Work instructions: In the entries that follow, find the line containing "Target: boy's raised arm"; from there, copy every line exactly through the line containing "point(162, 289)".

*** Opening of Data supplied ***

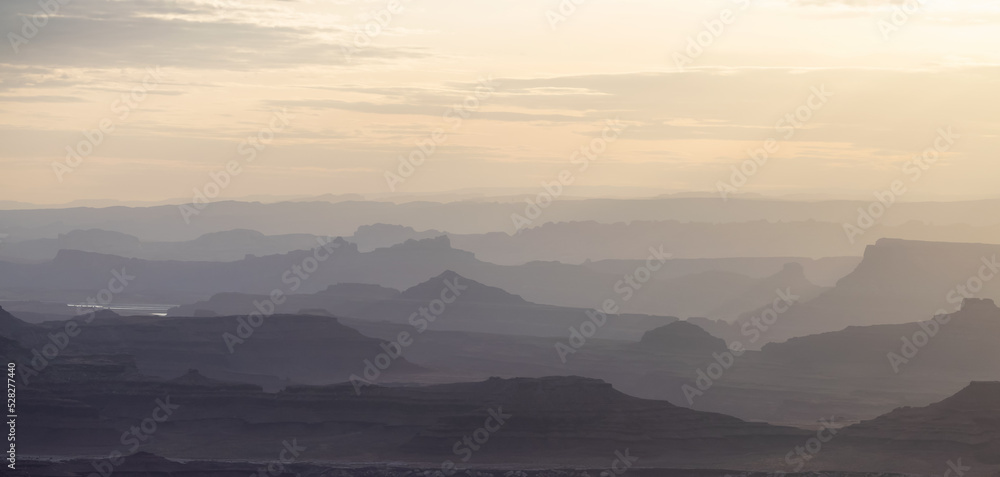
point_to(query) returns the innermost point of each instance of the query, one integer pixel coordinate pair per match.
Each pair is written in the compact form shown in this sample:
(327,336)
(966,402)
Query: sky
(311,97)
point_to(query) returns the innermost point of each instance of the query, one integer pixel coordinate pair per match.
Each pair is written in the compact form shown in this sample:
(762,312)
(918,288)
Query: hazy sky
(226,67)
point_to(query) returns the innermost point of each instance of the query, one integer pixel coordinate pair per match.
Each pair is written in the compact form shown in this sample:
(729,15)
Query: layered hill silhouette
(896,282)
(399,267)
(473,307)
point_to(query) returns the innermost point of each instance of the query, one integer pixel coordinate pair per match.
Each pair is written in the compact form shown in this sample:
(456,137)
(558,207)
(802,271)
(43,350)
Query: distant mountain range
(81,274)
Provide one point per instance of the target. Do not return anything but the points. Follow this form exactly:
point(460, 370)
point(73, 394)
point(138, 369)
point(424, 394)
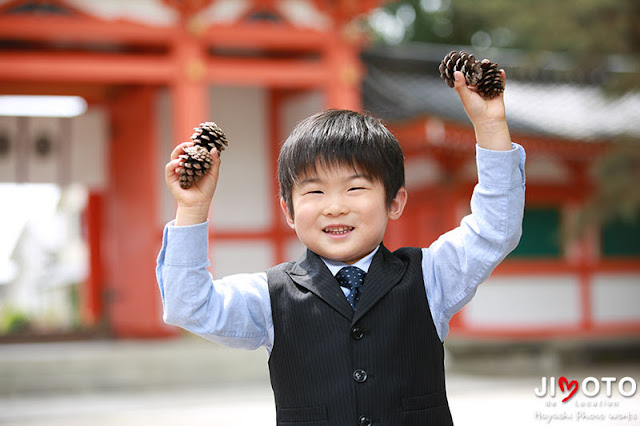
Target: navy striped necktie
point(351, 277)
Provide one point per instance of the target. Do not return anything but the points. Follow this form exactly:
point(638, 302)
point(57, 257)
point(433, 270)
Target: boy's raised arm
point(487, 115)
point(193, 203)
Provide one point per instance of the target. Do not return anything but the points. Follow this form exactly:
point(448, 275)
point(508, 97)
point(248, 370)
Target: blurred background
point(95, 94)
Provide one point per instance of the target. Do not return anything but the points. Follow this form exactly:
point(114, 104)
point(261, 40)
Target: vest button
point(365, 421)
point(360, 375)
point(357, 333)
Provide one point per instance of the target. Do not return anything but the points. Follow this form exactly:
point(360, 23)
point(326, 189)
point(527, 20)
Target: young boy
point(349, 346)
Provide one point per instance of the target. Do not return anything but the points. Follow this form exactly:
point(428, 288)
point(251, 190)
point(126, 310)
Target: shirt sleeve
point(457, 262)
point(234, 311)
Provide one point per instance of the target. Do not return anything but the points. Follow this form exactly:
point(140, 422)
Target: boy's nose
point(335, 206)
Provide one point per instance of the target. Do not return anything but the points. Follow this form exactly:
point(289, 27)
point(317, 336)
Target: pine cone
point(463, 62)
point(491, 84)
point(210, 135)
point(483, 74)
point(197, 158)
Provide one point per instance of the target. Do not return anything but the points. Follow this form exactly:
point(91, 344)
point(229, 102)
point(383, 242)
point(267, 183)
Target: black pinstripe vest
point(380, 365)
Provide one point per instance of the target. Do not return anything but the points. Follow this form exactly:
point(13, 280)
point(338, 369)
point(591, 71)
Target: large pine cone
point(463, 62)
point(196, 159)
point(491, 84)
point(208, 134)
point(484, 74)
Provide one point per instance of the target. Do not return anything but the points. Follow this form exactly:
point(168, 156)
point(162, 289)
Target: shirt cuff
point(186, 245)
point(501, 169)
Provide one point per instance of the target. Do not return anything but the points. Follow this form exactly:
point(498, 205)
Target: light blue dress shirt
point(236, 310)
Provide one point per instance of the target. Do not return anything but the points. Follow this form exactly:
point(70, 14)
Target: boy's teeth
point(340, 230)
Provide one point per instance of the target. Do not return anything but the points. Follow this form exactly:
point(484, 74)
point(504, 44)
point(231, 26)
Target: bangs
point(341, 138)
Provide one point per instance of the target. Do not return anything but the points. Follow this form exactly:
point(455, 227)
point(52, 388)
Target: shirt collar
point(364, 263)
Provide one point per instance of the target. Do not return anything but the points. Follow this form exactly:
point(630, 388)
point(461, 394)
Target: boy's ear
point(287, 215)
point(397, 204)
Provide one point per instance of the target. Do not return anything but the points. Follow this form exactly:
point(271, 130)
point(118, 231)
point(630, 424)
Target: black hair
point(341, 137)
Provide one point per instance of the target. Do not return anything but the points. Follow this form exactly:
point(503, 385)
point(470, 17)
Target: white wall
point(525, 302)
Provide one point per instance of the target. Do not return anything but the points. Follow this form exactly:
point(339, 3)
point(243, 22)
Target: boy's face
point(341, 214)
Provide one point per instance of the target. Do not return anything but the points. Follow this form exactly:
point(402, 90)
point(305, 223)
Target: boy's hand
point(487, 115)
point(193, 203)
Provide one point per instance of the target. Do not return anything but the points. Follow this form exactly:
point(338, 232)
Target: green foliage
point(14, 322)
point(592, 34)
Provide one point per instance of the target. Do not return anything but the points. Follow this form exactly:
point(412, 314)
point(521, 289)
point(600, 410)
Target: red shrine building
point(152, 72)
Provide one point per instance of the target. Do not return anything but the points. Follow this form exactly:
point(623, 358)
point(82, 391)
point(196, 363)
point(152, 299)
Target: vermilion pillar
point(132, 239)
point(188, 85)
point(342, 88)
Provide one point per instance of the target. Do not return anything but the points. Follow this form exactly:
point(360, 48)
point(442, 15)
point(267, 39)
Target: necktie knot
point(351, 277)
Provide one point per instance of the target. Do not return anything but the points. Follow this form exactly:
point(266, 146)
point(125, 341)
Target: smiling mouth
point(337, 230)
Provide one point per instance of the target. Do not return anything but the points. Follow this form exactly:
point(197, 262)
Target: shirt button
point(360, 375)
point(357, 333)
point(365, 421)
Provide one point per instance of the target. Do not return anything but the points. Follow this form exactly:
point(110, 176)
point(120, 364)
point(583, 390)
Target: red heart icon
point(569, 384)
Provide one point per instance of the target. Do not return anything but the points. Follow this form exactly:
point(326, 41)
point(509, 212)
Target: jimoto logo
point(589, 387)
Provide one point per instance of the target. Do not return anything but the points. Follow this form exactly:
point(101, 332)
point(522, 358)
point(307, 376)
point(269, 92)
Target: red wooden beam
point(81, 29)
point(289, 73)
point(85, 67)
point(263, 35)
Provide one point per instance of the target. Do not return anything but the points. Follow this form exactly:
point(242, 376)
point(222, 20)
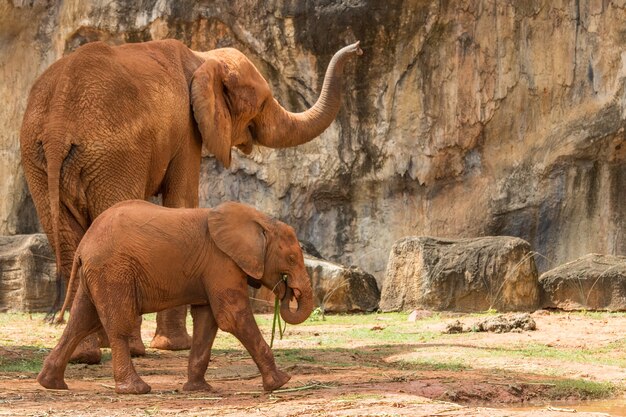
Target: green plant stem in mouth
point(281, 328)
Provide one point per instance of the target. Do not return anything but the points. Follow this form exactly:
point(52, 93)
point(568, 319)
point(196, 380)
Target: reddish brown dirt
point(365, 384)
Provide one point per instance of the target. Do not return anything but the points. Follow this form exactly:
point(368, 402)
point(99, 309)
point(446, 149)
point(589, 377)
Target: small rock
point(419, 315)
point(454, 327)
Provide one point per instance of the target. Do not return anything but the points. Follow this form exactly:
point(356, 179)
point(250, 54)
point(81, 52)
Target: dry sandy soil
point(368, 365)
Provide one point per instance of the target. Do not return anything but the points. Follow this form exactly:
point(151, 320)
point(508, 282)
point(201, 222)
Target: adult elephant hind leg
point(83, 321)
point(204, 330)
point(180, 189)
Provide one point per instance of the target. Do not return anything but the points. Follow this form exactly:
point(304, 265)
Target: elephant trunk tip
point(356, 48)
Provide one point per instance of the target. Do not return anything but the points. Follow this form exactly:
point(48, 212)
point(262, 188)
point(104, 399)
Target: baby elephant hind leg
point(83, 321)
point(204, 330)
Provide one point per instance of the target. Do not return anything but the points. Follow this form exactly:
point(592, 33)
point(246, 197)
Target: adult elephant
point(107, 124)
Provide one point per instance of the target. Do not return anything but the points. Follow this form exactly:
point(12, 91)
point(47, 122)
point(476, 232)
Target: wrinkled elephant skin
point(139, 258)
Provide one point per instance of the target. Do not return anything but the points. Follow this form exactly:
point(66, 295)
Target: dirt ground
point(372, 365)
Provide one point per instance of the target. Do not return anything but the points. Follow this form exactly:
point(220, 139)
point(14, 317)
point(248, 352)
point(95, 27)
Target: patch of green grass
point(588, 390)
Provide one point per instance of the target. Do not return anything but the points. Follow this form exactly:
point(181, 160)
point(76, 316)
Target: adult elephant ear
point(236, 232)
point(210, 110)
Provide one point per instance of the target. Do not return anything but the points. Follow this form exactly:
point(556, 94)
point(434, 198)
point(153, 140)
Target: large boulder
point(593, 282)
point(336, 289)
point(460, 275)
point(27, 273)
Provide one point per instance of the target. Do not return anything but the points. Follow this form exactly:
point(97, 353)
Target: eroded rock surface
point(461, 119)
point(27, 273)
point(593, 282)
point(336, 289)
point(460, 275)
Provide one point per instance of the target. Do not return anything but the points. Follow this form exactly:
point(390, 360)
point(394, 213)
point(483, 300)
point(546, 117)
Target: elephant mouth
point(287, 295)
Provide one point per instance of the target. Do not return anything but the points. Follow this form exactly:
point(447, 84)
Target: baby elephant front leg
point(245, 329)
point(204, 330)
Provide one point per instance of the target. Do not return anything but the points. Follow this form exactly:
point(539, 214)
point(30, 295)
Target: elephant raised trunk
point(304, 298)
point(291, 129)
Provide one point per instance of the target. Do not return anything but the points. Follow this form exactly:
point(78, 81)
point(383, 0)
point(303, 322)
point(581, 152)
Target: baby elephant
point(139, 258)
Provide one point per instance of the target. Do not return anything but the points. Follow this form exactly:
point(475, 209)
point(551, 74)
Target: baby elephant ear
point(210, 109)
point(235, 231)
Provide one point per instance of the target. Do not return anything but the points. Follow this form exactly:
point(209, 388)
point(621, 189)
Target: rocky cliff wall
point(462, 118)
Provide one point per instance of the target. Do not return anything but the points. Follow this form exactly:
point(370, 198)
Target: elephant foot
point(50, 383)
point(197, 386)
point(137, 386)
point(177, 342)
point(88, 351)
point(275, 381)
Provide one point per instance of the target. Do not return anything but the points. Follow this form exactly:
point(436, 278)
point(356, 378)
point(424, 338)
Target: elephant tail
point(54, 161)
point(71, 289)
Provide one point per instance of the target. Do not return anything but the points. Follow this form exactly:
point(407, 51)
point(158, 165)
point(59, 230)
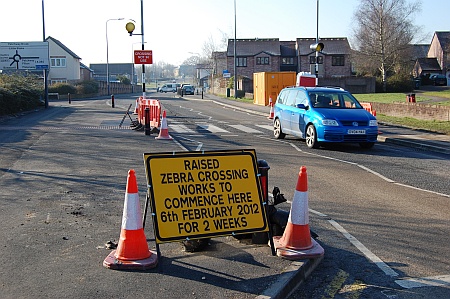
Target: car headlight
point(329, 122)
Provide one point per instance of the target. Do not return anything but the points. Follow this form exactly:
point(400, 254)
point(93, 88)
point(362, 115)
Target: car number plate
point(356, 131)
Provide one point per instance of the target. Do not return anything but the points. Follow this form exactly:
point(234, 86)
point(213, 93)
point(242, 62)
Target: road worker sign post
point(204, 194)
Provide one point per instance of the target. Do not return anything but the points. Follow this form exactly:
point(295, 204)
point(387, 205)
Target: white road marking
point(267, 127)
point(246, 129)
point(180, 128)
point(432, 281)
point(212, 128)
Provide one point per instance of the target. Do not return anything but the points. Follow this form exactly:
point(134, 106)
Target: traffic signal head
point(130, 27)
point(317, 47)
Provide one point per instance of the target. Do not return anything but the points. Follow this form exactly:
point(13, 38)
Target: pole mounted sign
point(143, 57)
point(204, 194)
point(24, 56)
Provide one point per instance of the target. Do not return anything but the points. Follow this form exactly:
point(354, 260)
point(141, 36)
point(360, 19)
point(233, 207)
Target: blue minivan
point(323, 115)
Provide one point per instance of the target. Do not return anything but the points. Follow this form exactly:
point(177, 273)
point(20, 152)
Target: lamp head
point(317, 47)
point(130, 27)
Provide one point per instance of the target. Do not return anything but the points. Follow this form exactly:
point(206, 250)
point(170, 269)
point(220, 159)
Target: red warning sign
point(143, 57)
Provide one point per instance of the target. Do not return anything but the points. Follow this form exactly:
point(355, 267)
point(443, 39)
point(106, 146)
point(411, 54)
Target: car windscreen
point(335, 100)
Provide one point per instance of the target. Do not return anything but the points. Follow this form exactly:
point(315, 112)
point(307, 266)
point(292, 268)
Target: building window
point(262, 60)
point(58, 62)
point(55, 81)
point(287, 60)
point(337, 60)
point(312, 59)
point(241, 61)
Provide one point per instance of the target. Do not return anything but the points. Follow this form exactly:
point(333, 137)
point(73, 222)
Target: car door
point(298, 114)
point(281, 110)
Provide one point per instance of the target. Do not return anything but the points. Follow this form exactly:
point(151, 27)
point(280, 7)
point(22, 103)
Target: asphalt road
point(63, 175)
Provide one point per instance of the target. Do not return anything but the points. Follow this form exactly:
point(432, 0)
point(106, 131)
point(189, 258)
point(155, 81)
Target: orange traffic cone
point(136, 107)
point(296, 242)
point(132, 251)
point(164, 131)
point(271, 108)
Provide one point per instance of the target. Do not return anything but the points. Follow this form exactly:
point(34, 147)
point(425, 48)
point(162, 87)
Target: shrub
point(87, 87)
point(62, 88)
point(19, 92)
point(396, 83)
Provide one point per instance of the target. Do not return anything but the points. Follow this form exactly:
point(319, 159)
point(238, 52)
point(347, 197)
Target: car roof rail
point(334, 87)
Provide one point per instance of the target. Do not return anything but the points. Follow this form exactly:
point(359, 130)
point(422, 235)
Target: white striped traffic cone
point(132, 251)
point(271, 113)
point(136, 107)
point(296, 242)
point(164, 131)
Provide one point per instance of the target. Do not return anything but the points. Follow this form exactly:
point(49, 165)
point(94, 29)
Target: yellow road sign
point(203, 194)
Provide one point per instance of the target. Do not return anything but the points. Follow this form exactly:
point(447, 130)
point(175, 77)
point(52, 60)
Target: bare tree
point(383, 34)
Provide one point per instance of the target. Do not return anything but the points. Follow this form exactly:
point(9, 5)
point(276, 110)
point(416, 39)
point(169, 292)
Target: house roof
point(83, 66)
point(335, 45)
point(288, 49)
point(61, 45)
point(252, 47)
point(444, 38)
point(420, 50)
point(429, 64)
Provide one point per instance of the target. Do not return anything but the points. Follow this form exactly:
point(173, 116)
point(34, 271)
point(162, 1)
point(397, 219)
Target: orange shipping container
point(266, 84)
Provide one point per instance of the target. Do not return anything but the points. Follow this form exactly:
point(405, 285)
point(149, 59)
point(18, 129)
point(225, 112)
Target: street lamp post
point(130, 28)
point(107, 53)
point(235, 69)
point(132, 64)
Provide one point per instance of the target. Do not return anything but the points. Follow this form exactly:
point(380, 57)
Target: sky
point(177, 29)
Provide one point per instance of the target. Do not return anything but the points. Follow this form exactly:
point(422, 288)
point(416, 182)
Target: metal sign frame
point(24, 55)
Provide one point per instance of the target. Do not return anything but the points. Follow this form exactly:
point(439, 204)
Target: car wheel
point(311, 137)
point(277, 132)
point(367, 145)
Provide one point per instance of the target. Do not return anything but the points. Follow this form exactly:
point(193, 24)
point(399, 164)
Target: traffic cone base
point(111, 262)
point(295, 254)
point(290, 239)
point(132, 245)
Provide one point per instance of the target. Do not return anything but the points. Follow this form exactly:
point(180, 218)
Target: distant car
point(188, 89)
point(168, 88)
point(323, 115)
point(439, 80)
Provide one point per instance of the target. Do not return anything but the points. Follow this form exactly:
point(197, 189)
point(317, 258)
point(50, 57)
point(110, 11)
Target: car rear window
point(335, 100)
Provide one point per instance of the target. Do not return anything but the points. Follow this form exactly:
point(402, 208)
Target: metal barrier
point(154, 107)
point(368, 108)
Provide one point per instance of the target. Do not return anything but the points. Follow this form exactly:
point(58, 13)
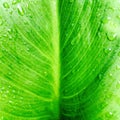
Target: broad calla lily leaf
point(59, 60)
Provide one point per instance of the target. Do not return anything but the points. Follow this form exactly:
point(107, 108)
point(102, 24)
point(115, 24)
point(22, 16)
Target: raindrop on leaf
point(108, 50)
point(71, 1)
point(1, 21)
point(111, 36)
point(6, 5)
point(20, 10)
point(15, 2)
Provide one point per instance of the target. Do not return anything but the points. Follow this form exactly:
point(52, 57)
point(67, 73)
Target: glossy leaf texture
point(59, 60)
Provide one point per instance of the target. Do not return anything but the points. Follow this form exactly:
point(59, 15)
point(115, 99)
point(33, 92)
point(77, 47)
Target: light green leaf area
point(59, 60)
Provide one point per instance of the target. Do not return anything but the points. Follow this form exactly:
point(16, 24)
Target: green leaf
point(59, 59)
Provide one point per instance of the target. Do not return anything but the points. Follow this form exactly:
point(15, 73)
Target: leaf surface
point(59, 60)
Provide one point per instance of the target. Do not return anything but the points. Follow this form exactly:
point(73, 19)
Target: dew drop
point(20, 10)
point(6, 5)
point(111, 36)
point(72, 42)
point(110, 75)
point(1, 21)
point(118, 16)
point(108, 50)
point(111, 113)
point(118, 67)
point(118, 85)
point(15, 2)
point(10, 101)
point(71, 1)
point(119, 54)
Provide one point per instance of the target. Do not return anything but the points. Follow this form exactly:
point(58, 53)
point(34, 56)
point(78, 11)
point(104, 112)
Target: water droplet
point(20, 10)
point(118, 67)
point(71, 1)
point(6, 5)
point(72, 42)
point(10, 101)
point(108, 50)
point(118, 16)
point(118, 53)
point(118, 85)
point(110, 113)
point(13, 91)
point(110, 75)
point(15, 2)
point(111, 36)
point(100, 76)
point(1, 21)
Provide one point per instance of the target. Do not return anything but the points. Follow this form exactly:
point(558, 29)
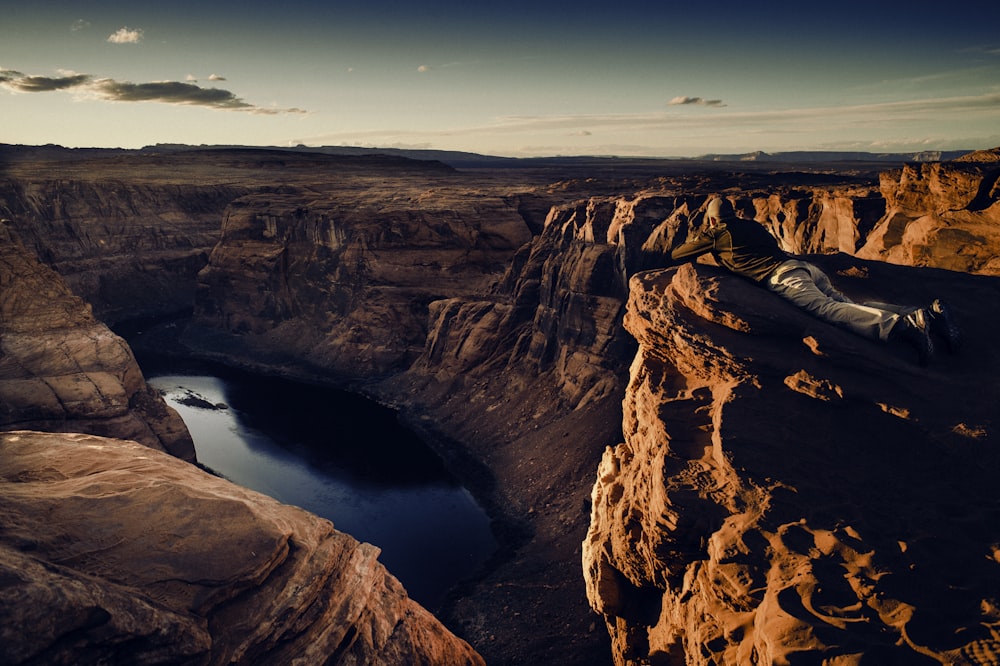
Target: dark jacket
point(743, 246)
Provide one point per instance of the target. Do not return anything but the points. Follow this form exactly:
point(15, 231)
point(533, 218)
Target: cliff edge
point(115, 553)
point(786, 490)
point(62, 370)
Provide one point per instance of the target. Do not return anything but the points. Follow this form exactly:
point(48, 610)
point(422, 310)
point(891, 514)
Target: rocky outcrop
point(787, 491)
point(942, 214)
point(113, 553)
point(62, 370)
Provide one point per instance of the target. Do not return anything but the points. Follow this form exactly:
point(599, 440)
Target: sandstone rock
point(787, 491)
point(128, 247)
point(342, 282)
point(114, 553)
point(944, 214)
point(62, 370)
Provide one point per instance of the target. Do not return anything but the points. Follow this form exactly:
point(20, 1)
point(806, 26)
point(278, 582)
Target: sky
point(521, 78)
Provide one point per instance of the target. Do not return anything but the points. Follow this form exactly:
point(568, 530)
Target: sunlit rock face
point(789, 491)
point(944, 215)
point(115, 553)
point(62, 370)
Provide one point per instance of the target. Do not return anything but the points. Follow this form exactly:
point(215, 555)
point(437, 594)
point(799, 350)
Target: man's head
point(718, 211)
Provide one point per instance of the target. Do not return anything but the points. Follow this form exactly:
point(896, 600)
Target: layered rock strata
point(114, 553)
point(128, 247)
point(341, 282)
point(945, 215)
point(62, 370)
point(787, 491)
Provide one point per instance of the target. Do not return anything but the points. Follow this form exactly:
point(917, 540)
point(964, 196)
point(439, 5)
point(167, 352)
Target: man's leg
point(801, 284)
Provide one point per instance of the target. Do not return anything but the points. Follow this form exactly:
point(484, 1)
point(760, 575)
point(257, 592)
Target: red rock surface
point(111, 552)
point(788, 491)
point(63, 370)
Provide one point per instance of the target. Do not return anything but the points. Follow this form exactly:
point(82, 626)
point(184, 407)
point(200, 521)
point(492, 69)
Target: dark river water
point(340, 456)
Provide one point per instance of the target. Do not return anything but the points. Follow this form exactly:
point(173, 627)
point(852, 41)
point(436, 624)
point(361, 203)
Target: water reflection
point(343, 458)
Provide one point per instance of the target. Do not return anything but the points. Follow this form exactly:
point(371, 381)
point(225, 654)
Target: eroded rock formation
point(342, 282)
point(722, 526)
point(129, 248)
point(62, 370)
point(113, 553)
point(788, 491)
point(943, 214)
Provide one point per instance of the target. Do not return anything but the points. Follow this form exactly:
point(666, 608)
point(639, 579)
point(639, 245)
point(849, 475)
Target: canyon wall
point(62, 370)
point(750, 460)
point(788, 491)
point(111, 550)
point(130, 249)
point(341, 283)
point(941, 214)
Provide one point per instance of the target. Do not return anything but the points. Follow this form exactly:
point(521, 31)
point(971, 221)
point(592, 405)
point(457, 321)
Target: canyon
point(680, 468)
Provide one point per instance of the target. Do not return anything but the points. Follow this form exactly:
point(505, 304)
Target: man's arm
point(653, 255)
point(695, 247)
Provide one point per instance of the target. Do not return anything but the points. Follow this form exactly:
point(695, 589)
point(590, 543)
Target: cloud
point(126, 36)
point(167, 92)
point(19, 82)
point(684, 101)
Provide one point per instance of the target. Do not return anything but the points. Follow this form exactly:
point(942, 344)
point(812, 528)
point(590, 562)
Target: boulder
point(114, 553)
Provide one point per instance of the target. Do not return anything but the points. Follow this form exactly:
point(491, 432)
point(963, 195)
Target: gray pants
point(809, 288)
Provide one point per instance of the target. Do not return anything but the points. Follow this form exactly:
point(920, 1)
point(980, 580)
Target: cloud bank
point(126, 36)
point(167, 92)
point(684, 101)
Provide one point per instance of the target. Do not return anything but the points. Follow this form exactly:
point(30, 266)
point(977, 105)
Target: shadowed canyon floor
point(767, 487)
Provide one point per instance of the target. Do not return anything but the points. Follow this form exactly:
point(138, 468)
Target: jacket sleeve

*** Close of Data supplied ***

Task output:
Target: boy's raised arm
point(487, 115)
point(193, 203)
Provide one point per instance of the target. Do not return anything but the points. Follow this form exactly:
point(448, 275)
point(508, 97)
point(248, 370)
Target: blurred background
point(95, 94)
Provide one point per instance of the target. Do not return anything but the points. Follow this form exactly:
point(114, 104)
point(261, 40)
Target: vest button
point(365, 421)
point(360, 375)
point(357, 333)
Provide one point per instance of the target. Do not return anything but the points. Follow this form exactly:
point(360, 23)
point(326, 189)
point(527, 20)
Target: young boy
point(349, 346)
Provide one point per instance of the target. Do not return anything but the points. Follow this form exactly:
point(428, 288)
point(251, 190)
point(126, 310)
Target: shirt sleeve
point(457, 262)
point(234, 311)
Provide one point per instance of the target. Do not return anything but the points. Follow this form exactly:
point(140, 422)
Target: boy's nose
point(335, 206)
Provide one point per instance of the target. Do not return anything but the points. Follow this form exactly:
point(289, 27)
point(317, 336)
Target: pine cone
point(463, 62)
point(491, 84)
point(210, 135)
point(483, 74)
point(197, 158)
Provide one point per instance of the target. Do not return anything but the points. Follow this form exactly:
point(91, 344)
point(229, 102)
point(383, 242)
point(267, 183)
Target: black pinstripe vest
point(380, 365)
Provide one point per instance of the target. Do not return anything but the points. Follow this form exactly:
point(13, 280)
point(338, 369)
point(591, 71)
Target: large pine cone
point(463, 62)
point(196, 159)
point(491, 84)
point(208, 134)
point(484, 74)
Provide one point per instance of the target. Do not return anything but the points. Follow this form exactly:
point(168, 156)
point(162, 289)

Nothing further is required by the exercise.